- _Selected passage_:
--

China did not start 2016 on the right foot - for example, the decision to implement then abandon a controversial stock circuit-breaker system - and more mishaps are likely.
"Moreover, as evidenced by the measures taken to manage the equity and currency markets over the last several months, the risk of policy mistakes looms large," according to the report, entitled "Walled in: China's Great Dilemma."
Goldman Sachs's investment management team showed how the impact of slower growth in China on the global economy has been "overstated" by charting exports as a share of gross domestic product. In the US, exports to China account for just 0.7 per cent of GDP. It is 2.3 per cent for emerging markets, and as high as 10.3 per cent in South Korea.
China has shaken investor confidence with surprise currency moves and confused with chaotic market regulation. Chinese Vice President Li Yuanchao told Bloomberg in Davos this week that authorities are willing to keep intervening in the stock market to make sure that a few speculators don't benefit at the expense of regular investors.
Goldman Sachs predicts the yuan, also known as renminbi, will depreciate between 10 per cent and 20 per cent over the next two years: "Of course, the renminbi could weaken further by 2020, especially if the depreciation were to become disorderly, or if the capital account is opened up and China witnesses significant capital outflows."

--

- _Given task 1_:
Count the lines of the listing below that contain the string "door", treating case as significant. Reply with the number alone.

- _Provided data_:
--

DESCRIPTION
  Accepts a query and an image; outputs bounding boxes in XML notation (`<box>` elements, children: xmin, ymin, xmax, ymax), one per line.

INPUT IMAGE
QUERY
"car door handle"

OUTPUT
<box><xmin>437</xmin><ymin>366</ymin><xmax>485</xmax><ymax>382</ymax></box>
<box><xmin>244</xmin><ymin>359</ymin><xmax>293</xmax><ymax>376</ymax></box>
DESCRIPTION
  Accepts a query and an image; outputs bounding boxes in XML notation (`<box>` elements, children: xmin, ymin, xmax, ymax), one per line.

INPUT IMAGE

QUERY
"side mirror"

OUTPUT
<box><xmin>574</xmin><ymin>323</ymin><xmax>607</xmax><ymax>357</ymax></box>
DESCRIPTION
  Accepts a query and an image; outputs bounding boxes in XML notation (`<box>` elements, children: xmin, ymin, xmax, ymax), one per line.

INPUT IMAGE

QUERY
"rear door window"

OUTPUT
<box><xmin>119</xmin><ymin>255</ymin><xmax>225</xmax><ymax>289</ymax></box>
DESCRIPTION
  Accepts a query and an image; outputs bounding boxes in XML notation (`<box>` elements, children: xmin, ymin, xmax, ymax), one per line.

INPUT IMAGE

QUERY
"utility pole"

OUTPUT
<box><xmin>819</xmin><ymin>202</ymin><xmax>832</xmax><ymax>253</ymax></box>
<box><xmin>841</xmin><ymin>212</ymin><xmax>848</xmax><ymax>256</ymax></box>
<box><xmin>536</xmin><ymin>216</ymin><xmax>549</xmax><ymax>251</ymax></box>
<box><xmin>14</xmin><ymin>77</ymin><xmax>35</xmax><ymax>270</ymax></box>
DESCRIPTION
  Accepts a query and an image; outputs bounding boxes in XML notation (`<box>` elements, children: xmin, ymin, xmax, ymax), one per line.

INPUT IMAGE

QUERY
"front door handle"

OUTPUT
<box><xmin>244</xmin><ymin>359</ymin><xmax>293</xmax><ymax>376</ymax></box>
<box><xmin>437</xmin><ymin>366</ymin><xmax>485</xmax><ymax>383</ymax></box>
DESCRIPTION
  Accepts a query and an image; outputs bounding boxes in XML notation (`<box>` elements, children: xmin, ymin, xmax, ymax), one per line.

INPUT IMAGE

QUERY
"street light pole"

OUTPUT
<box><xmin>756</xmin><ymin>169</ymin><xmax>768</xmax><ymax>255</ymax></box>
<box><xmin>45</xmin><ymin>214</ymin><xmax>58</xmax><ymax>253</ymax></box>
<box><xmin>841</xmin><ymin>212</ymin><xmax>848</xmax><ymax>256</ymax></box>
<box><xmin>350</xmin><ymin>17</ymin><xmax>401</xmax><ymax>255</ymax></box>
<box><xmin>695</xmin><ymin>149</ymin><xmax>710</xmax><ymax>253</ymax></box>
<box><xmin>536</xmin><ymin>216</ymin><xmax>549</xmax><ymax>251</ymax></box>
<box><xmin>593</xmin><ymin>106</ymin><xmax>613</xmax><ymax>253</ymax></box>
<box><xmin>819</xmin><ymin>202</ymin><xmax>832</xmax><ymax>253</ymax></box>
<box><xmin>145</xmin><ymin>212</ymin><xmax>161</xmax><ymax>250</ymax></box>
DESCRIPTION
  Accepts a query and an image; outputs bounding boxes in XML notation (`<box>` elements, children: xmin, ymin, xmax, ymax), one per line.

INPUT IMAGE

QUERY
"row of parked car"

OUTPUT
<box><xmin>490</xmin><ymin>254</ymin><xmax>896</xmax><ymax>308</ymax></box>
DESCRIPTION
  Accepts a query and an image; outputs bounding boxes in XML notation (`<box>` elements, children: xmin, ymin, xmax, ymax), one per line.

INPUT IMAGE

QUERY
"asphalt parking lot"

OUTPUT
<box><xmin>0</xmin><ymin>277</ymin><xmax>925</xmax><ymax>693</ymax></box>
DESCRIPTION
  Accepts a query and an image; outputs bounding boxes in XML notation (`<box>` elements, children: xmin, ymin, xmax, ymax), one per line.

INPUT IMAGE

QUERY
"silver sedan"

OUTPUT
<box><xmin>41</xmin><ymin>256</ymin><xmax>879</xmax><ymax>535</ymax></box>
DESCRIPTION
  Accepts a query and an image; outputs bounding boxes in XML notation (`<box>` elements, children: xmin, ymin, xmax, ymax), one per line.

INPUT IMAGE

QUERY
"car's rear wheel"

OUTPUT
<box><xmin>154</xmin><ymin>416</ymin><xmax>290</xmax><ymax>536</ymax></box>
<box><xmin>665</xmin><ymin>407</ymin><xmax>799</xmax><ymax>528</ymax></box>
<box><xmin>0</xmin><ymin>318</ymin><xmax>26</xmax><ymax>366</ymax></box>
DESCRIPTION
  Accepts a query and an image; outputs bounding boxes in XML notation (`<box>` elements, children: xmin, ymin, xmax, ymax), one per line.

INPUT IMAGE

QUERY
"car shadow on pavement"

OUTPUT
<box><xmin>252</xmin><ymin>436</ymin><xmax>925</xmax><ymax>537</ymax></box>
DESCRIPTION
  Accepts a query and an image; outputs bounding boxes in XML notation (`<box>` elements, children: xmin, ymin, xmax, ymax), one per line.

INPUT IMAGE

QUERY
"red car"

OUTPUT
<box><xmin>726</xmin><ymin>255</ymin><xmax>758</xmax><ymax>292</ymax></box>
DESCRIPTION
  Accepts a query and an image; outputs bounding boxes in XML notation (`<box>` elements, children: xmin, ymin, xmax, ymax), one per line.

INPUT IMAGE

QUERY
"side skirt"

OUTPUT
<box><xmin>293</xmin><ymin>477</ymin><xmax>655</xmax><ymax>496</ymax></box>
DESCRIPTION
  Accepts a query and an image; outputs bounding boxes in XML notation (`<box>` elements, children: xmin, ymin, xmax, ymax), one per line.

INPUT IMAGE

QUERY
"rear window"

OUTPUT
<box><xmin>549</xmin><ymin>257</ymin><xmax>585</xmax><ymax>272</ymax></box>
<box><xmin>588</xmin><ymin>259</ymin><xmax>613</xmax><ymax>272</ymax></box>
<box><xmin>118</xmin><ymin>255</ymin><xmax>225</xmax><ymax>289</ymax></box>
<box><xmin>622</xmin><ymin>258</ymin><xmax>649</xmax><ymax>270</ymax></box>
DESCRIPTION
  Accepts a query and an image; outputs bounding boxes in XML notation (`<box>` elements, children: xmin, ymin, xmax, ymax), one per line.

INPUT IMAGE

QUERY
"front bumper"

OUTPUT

--

- _Given task 2_:
Pick up the passage on China's economy and the yuan above and continue it from its last sentence.

- _Response 1_:
3

- _Response 2_:
Turning to growth, Goldman Sachs says China is likely to reach its 6.5 per cent minimum growth target in two to three years and have adequate resources to avert a so-called hard landing in 2016. In the long run, however, the outlook is somewhat grimmer.
After two decades of record-breaking growth, the world's most populous nation risks the fate of neighboring Japan: an extended period of slow growth and possibly deflation.
"China would be entering the slowdown from a much weaker starting point than Japan when it entered its lost decades," the report warns.
"China is poorer, has less favorable demographics, suffers from weaker human capital factors, is more dependent on investments and ranks lower on business environment indicators."